▸ **The task**:
Answer these questions using the forum thread:
(a) What stack did kprobst expect to see instead of the Microsoft stack?
(b) Which website does quickpost name as doing huge volume on a Microsoft stack?
(c) What does benologist plan to explore a lot more this year?

## START Text shown

Handling over 300 million events per day, in real time, on a budget

kprobst · on Jan 22, 2011

Glad to see someone's doing something like this on top of the Microsoft stack. I was expecting the usual Linux+Ruby+Hadoop+Redis+etc thing. Pretty cool.

jasonkester · on Jan 22, 2011

You can say what you like about Microsoft, but their server stuff just plain works.

You never really hear stories about how to make it scale because so long as you don't go out of your way to shoot yourself in the foot, it just sorta scales on its own without you thinking about it. Every piece of the stack is crazy fast, and they're all built by one organization to work together.

In that light, it's not all that surprising that it works so well. You see a lot of bias against MS in tech circles, but this is one thing that they're actually pretty good at.

quickpost · on Jan 22, 2011

Markus Frind is also doing some pretty huge volume on a Microsoft stack with plentyoffish.com...

http://plentyoffish.wordpress.com/2006/06/10/microsoft-aspne...

kprobst · on Jan 24, 2011

That's impressive. Thanks for the ref.

benologist · on Jan 22, 2011

The MS stack doesn't get much love but it does get the job done, probably no worse than anything else. There are languages and platforms better suited to some of what I'm doing though - MongoDB is something I plan to explore a lot more this year for some really heavy duty stuff that would be a pain to do in SQL Server.

## END Text shown
## START Data entries

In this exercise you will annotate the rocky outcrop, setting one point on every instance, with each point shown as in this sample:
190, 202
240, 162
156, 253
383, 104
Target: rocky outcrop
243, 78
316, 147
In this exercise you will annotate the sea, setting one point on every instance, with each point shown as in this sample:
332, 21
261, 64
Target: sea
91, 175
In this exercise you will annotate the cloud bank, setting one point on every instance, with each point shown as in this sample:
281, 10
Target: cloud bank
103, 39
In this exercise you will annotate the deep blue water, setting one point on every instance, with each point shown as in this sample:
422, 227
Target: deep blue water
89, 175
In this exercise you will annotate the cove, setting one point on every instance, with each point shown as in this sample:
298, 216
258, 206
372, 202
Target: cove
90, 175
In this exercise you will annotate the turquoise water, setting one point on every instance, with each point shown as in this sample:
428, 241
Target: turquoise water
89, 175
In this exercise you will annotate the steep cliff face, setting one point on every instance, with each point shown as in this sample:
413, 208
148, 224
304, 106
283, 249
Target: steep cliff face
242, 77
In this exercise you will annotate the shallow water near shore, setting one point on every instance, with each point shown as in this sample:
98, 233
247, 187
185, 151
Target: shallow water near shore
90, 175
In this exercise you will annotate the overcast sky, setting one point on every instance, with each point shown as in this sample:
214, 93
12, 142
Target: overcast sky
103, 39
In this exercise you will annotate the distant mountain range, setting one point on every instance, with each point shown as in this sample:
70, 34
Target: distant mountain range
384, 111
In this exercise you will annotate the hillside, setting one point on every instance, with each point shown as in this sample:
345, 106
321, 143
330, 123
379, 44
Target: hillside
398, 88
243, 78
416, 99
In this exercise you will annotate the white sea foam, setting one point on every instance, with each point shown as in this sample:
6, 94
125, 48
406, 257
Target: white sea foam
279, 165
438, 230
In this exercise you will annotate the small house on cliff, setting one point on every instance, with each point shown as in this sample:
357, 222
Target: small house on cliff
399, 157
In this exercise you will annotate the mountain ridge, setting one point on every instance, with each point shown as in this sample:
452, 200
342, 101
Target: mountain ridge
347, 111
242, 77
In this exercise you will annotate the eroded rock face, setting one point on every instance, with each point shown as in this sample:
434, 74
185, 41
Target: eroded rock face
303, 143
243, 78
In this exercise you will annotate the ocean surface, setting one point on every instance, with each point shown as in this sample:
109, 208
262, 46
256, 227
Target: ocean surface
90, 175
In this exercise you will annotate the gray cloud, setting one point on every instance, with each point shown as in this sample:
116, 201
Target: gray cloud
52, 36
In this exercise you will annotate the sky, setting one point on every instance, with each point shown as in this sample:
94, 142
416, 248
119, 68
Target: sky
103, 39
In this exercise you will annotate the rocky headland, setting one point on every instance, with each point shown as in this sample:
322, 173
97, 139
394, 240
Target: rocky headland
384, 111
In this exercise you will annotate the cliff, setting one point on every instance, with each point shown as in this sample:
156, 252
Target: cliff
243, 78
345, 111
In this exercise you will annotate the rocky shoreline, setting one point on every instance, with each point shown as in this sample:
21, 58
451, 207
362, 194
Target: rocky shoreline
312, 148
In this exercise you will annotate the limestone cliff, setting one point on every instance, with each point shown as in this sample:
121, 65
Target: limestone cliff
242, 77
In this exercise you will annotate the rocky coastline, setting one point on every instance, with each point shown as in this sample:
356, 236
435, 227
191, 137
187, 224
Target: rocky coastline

## END Data entries
## START Data entries

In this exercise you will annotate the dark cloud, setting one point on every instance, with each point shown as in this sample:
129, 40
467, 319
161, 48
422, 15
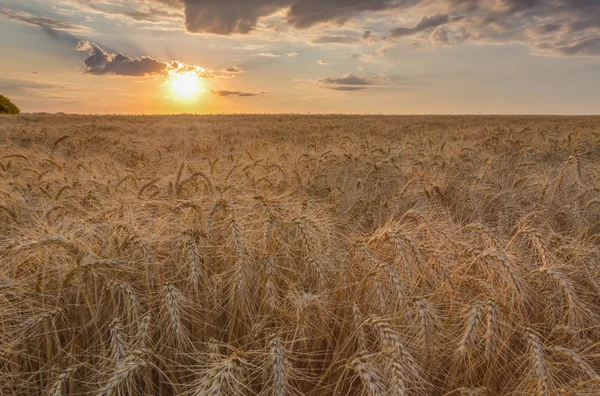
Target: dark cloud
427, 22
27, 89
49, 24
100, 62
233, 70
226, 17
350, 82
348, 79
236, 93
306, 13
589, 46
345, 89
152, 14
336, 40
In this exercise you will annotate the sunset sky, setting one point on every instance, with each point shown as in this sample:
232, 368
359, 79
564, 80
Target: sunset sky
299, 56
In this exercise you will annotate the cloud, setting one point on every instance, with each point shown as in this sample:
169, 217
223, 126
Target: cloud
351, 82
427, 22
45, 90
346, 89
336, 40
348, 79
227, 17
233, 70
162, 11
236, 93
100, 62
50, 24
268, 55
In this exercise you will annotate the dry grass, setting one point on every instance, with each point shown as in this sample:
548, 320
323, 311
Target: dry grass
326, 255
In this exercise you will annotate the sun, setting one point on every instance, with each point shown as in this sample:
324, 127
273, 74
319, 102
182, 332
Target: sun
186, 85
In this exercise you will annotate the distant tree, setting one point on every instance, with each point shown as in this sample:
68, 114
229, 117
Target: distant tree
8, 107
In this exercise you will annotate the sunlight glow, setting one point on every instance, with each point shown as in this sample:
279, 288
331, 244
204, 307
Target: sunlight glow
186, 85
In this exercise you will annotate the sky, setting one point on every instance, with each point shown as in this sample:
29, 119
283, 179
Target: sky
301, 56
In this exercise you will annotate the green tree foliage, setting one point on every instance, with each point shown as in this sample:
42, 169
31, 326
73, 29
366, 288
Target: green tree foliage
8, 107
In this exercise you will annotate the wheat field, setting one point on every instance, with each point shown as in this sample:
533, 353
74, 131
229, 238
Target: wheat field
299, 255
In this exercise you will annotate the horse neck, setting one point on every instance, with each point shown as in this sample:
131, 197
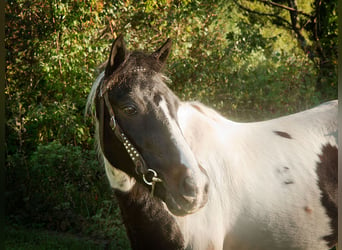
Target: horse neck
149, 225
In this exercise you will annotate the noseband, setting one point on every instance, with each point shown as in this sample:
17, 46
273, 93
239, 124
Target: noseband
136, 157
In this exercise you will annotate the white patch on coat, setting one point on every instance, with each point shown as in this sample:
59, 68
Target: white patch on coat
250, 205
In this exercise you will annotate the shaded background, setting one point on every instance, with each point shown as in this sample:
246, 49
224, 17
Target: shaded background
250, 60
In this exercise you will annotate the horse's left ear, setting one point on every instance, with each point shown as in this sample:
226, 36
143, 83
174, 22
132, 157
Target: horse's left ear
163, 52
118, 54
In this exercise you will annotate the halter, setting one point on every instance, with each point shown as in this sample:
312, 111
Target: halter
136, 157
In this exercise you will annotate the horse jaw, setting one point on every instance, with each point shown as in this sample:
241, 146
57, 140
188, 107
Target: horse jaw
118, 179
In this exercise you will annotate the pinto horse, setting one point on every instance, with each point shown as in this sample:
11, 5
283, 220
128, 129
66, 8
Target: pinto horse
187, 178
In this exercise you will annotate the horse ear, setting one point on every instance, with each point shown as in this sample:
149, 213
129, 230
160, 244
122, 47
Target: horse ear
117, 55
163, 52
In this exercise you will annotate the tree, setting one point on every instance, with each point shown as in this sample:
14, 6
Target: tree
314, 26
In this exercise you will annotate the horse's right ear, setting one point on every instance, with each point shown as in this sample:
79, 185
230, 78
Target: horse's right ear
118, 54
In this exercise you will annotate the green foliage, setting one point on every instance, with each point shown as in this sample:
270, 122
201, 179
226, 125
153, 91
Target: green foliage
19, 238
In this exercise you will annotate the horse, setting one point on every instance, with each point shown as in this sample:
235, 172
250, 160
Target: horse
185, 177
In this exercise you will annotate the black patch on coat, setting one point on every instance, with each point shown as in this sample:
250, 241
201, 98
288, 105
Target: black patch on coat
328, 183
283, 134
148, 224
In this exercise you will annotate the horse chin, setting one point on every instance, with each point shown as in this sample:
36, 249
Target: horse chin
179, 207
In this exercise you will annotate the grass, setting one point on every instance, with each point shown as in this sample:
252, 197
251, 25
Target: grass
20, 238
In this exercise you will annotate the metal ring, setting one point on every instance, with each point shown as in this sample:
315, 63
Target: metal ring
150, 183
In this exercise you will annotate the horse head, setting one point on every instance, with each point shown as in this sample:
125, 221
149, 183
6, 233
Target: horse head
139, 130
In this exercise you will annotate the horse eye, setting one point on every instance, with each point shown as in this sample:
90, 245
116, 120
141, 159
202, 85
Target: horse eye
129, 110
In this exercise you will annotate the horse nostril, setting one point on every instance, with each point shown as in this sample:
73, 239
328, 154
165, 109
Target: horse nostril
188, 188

## END Data entries

▸ **Result of this task**:
(a) The usual Linux+Ruby+Hadoop+Redis+etc thing.
(b) plentyoffish.com, run by Markus Frind.
(c) MongoDB.